## Tareas
1. Devuelve del texto sobre derechos de autor e inteligencia artificial todo lo que va desde "Esto plantea una" hasta "su propio contenido.".
2. Indica si cada afirmación coincide o no con el texto sobre derechos de autor e inteligencia artificial. Contesta sí o no y cita las palabras exactas del texto que lo deciden: (a) OpenAI presentó el acceso a material protegido como una cuestión de seguridad nacional. (b) Google permite el acceso libre a su propio contenido. (c) La IA crea desde cero.

## Texto de origen
========
Las reglas sobre derechos de autor llevan tiempo obsoletas por la era digital. La inteligencia artificial ha intensificado esta tensión. Mientras Europa busca un marco regulatorio, China avanza sin restricciones y Estados Unidos parece dejar en claro que el mercado tomará la delantera. Ahora, empresas como OpenAI y Google buscan redefinir el acceso a la información.
Recientemente, OpenAI y Google argumentaron ante el gobierno de Estados Unidos que sus modelos de IA deben entrenarse con material protegido de manera libre, es decir, sin compensación. OpenAI llevó la idea más allá, asegurando que esto es una cuestión de seguridad nacional. Si Estados Unidos quiere mantener su liderazgo frente a China, sus empresas necesitan acceso irrestricto a datos y contenidos, es parte del argumento.
Esto plantea una pregunta clave: ¿puede el avance tecnológico justificar la erosión de la propiedad intelectual? Durante décadas, la innovación ha convivido con el derecho de los creadores a ser compensados. Pero la IA rompe con este modelo: no crea desde cero, sino que aprende de lo que otros han producido. Si los modelos de entrenamiento para desarrollo de IA pueden absorber contenido protegido sin restricciones, ¿qué lugar queda para los autores originales?
La postura de OpenAI y Google revela una paradoja. Estas compañías defienden el libre acceso a contenidos de terceros, pero protegen con recelo sus propios desarrollos. OpenAI entrena sus modelos con libros, artículos y publicaciones en línea, pero restringe el acceso a su código y datos. Google, que ha basado su negocio en organizar la información global, impone límites estrictos a su propio contenido.
========
## Material presentado
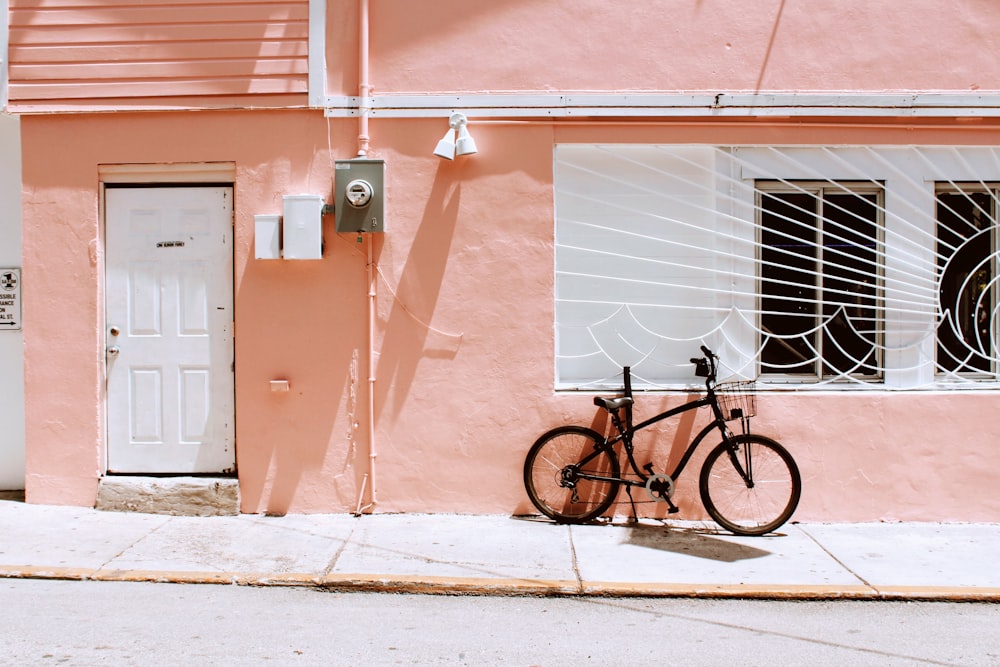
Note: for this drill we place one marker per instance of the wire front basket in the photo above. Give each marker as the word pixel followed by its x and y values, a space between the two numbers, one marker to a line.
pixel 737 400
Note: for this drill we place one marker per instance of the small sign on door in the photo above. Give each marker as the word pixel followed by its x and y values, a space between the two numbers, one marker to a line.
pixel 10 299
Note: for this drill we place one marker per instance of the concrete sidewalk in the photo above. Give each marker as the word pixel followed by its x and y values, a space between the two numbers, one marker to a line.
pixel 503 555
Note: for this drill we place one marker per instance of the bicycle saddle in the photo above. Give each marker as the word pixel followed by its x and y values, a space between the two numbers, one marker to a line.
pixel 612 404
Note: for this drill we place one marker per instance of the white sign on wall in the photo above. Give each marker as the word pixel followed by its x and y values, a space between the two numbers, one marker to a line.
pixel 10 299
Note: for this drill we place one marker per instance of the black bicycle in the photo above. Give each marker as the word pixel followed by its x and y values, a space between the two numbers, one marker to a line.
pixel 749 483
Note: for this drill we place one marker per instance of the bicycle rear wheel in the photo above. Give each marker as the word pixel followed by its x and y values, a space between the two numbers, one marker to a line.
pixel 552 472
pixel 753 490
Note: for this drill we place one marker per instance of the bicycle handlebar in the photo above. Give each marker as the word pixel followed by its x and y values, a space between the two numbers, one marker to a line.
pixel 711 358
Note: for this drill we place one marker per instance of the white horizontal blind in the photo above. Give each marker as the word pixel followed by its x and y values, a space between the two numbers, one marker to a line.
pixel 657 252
========
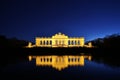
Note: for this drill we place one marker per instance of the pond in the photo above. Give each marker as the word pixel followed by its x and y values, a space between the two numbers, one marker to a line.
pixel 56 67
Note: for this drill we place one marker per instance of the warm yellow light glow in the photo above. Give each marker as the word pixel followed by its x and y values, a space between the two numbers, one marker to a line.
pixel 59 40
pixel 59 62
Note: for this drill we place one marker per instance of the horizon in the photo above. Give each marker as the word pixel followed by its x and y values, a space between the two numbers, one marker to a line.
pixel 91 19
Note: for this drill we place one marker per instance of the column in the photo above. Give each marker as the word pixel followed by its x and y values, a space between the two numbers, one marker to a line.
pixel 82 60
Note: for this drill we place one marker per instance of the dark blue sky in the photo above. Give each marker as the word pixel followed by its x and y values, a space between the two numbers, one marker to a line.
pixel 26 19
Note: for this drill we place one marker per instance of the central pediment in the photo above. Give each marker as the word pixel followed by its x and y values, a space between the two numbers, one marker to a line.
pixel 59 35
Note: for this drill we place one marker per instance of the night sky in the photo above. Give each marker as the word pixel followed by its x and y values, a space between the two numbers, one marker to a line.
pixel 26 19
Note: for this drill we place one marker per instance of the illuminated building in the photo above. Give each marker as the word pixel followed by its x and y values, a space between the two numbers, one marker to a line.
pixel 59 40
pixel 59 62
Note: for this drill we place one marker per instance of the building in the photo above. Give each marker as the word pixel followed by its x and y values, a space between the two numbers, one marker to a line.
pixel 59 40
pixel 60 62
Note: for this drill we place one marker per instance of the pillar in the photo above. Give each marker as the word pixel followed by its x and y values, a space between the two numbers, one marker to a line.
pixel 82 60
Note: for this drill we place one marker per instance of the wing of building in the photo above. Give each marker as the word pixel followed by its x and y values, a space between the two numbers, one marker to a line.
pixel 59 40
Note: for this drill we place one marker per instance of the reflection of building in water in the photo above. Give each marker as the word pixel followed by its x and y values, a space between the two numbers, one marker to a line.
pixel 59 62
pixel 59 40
========
## Soluciones
1.
Esto plantea una pregunta clave: ¿puede el avance tecnológico justificar la erosión de la propiedad intelectual? Durante décadas, la innovación ha convivido con el derecho de los creadores a ser compensados. Pero la IA rompe con este modelo: no crea desde cero, sino que aprende de lo que otros han producido. Si los modelos de entrenamiento para desarrollo de IA pueden absorber contenido protegido sin restricciones, ¿qué lugar queda para los autores originales?
La postura de OpenAI y Google revela una paradoja. Estas compañías defienden el libre acceso a contenidos de terceros, pero protegen con recelo sus propios desarrollos. OpenAI entrena sus modelos con libros, artículos y publicaciones en línea, pero restringe el acceso a su código y datos. Google, que ha basado su negocio en organizar la información global, impone límites estrictos a su propio contenido.

2.
(a) Sí: "OpenAI llevó la idea más allá, asegurando que esto es una cuestión de seguridad nacional."
(b) No: "impone límites estrictos a su propio contenido."
(c) No: "no crea desde cero, sino que aprende de lo que otros han producido."